- _Task to carry out_: Turn the lines below into a JSON list of strings, one string per line, skipping blank lines. Leave the pictures out of the list.

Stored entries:
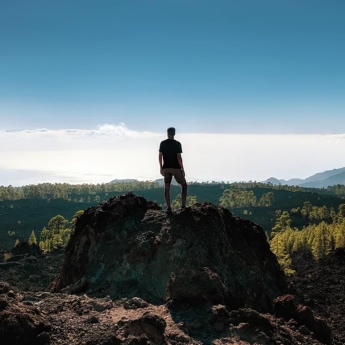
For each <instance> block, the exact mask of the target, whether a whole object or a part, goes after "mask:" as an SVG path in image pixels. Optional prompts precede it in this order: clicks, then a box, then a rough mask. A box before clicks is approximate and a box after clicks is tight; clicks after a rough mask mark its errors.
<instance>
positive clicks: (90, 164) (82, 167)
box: [0, 123, 345, 186]
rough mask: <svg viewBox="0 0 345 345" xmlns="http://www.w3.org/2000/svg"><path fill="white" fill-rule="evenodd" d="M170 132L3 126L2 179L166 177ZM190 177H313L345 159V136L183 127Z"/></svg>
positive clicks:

- _Finished task_:
[
  "For each <instance> block, the exact mask of the target, whether a whole object or a part, goes after \"mask:\" as an SVG path in image pixels. Optional prompts precede it in this order: clicks, then a box, then a rough mask. A box before clicks is approximate and a box after clicks is tight; clicks after a rough mask mark its errors.",
  "<instance>",
  "positive clicks: (90, 164) (82, 167)",
  "box: [0, 123, 345, 186]",
  "rough mask: <svg viewBox=\"0 0 345 345\" xmlns=\"http://www.w3.org/2000/svg\"><path fill=\"white\" fill-rule=\"evenodd\" d=\"M170 132L3 126L2 179L166 177ZM190 177H313L345 159V136L183 127Z\"/></svg>",
  "positive clicks:"
]